** BEGIN Provided records **

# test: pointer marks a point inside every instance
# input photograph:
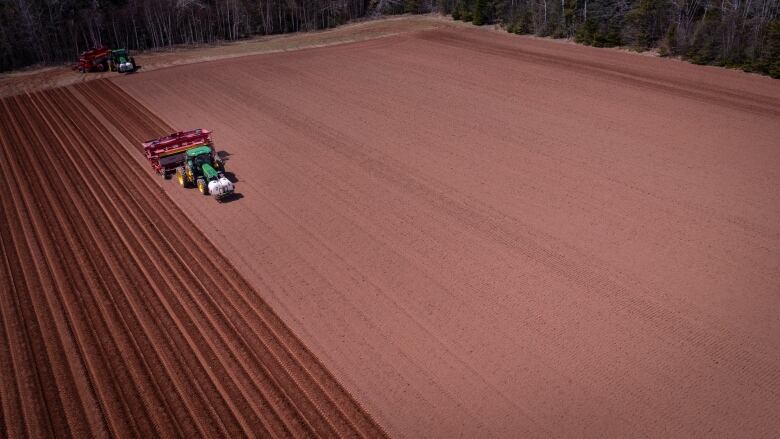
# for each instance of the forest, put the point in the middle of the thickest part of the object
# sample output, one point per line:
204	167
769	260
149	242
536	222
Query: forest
733	33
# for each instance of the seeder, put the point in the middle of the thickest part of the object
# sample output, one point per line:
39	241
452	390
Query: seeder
190	155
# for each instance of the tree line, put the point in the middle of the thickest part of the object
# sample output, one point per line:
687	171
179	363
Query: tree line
47	31
730	33
733	33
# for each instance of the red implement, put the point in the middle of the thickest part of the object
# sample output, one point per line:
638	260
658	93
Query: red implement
94	59
167	153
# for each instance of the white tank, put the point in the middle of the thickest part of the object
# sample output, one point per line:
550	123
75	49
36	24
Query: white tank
220	187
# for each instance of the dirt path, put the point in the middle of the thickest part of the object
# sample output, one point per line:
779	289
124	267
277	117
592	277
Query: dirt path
118	318
485	235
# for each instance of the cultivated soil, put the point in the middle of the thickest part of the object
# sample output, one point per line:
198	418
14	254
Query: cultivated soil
119	318
35	79
485	235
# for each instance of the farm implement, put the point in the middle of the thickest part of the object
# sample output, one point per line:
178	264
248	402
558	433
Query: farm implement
102	59
190	156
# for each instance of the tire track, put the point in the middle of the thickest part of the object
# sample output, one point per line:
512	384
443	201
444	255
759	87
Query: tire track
142	336
323	381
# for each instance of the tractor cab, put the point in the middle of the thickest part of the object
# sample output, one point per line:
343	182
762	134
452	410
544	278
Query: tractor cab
121	61
206	171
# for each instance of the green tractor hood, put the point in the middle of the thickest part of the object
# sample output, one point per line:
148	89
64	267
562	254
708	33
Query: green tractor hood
209	172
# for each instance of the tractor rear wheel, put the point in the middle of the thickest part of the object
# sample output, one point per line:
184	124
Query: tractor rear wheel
181	177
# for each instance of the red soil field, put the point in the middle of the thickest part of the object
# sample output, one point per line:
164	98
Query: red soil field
118	318
486	235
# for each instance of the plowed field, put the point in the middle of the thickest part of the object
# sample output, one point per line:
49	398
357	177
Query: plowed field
118	317
486	235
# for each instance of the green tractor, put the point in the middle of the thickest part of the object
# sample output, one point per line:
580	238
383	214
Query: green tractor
120	61
205	171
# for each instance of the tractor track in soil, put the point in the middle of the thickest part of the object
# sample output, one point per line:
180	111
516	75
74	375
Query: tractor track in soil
122	318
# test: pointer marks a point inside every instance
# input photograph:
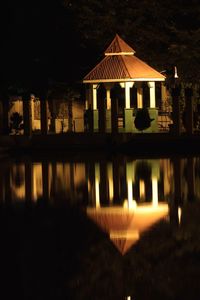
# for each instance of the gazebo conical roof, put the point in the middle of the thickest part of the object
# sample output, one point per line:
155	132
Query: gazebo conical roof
120	64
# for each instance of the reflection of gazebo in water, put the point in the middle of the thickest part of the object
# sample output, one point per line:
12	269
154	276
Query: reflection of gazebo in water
125	226
121	75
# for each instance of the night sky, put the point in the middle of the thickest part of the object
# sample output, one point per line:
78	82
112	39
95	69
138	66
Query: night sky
62	40
37	42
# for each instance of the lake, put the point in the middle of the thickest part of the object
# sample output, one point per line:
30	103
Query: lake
100	226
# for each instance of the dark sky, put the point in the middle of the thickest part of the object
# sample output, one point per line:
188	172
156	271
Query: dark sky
37	41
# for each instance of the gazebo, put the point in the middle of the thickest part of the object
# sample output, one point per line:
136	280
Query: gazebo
120	70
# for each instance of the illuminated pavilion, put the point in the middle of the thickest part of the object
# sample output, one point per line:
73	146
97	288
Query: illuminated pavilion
120	67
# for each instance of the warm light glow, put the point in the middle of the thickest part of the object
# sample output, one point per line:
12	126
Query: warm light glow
130	192
179	214
142	189
128	234
124	226
154	192
97	180
110	182
175	72
37	181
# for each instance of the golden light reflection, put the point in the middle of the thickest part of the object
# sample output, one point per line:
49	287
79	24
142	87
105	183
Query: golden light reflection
97	181
125	226
37	181
179	214
154	191
142	189
110	182
17	181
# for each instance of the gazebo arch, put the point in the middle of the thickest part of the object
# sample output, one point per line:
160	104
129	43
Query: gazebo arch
120	66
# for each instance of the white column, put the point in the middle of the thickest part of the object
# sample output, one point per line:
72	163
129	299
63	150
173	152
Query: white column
32	110
94	94
108	100
129	178
97	182
127	86
163	92
151	85
155	177
139	96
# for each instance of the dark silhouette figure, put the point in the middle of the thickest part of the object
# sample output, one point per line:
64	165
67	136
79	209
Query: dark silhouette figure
142	119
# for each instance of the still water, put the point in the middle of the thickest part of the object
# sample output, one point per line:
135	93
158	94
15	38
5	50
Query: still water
101	227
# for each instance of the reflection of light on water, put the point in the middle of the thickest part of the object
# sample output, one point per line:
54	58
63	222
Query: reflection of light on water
124	225
97	180
142	188
179	214
110	182
37	181
130	204
155	191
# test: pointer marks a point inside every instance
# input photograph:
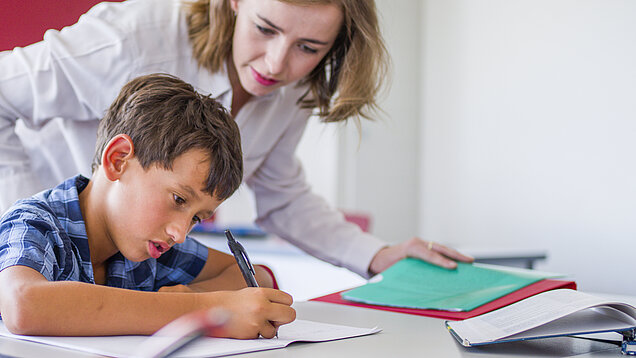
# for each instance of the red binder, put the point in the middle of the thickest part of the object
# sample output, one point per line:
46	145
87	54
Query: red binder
520	294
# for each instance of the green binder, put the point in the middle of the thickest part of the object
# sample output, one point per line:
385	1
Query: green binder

** END Provided records **

**Problem statement**. Reproduce the whole listing exactly, but not the images in it.

**Complete response**.
# test: pointer marks a point inside every instance
# input photograph:
# for each instance of the forest, put the point in the middle of the thickest part of the object
# sample output, one point per line:
204	167
769	260
149	242
536	222
Query: forest
733	33
# for each instance of the seeder, put the point in the middle of the thickest part of the object
# sample output, one point per line:
39	241
452	390
Query: seeder
190	155
# for each instance of the tree line, put the point in the middle of the thickest part of the object
# sample output, one point per line:
687	171
179	363
Query: tree line
47	31
730	33
733	33
# for each instance of the red implement, put the point in the middle of the thickest part of the object
# sample output, one point per line:
638	260
658	93
Query: red implement
94	59
167	153
# for each instance of the white tank, put the point in the middle of the thickest part of the object
# sample output, one point per line:
550	123
75	49
36	24
Query: white tank
220	187
# for each instance of the dirt path, put the point in the middle of the thickest part of the object
# sample output, one point per line:
779	289
124	267
277	117
592	277
Query: dirt path
118	318
485	235
# for each instance of the cultivated soil, put the point in the middle of the thickest part of the object
# sample output, one point per line:
198	418
14	254
Query: cultivated soil
119	318
35	79
485	235
# for each instance of the farm implement, put the point in the middle of the thickest part of the object
# sample output, one point per line:
178	264
248	402
558	433
Query: farm implement
102	59
190	156
# for each instance of the tire track, put the point in the middle of the thickest part of the object
# sample output, one point per line:
512	384
443	201
444	255
759	87
Query: tire track
142	336
323	381
# for each instance of the tractor cab, put the point in the middle of the thickest part of the object
# sample output, one point per line:
343	182
762	134
452	410
544	278
Query: tractor cab
121	61
206	171
# for each instance of the green tractor hood, put the point in the middle of the thickest part of the object
# sample output, one point per line:
148	89
64	267
562	254
708	33
Query: green tractor hood
209	172
# for each instance of the tractor rear wheel, put the point in the middle of the thickest part of the object
# sample output, one point per line:
184	124
Query: tractor rear wheel
181	177
# for each instance of the red soil field, put the point in the middle of the thickest part of the object
# sample output, one point per line:
164	98
Query: red soil field
118	318
486	235
# for each instance of the plowed field, put the point in the middle of the thickest part of the object
# sample output, one point per line:
49	398
357	177
Query: plowed field
118	317
486	235
# for each instance of the green tractor, put the point in the middle of the thickest part of the object
# sample output, one point per line:
580	238
383	214
Query: green tractor
120	61
205	171
# for each instance of the tractor track in soil, put the point in the middle of the thickest part of the object
# sample output, one point per line:
180	111
516	75
74	375
Query: tractor track in soil
122	318
# test: pointer marks a point inside every instance
# input photograph:
# for each instance of the gazebo conical roof, put the point in the middle of the thickest part of the object
# sample output, one point per line:
155	132
Query: gazebo conical roof
120	64
# for each instance of the reflection of gazebo in water, put the point in the middle of the thickest part of the object
# sample output, one point per line:
12	269
154	276
Query: reflection of gazebo in water
125	226
121	75
# for each instance of the night sky, put the point in the middle of the thickest part of the object
# sample output, one point per line:
78	82
112	39
95	69
138	66
Query: night sky
62	40
37	42
# for each instance of the lake, put the point in the middle of the thickest part of the object
# sample output, one point per line:
30	103
Query: lake
100	226
# for each instance of the dark sky, put the point in the middle of the thickest part of the object
# sample output, one point per line:
188	172
156	271
Query: dark sky
37	41
# for each instance of the gazebo, put the point in the middle of the thickest part of the object
# sample output, one point per line:
136	280
Query: gazebo
120	70
# for each instance of the illuminated pavilion, put the point in the middle of the thickest part of the object
# sample output, one point per line:
73	146
97	288
Query: illuminated pavilion
120	67
# for each instance of the warm light glow, put the point in the middle of the thickest part of the object
# sample output, one point per line:
12	126
Query: warm light glow
130	192
179	214
142	189
128	234
124	226
154	192
97	180
110	182
175	72
37	181
# for each instance of the golden light reflection, put the point in the middle of the thickest part of the object
# sample output, one point per line:
49	287
79	24
142	87
105	183
Query: golden light reflection
97	181
125	226
37	181
179	214
154	191
142	189
110	182
17	181
# for each instance of the gazebo arch, put the point in the middle of the thickest part of the object
# sample output, one point per line:
160	104
129	43
Query: gazebo arch
120	66
# for each instance of the white column, put the point in the middle of the thickest part of the object
# sample output, one point per line:
72	163
129	299
63	150
173	152
Query: white column
32	110
94	94
108	100
129	178
97	182
127	86
163	92
151	85
155	177
139	96
# for each instance of the dark silhouette figure, put the point in the middle of the thickest part of the object
# sample output, one point per line:
64	165
67	136
79	209
Query: dark silhouette figure
142	119
# for each instance of the still water, put the point in the middle of the thickest part of the object
# sample output, one point per line:
135	93
158	94
15	38
5	50
Query: still water
101	227
# for each instance of the reflection of light on water, put the point in the middle of the thickest part of the object
# sample output, one point per line:
54	58
63	222
Query: reflection of light on water
124	225
97	180
142	188
179	214
110	182
37	181
130	204
155	191
# test: pointer marks a point inside every instance
# input photograph:
# for each instance of the red binder, put the point in the middle of the thickest part of the object
# sample output, one point per line:
46	145
87	54
Query: red binder
520	294
# for each instance of the green binder, put the point in the middle of the thickest part of the object
# sample output, one point per line:
385	1
Query: green binder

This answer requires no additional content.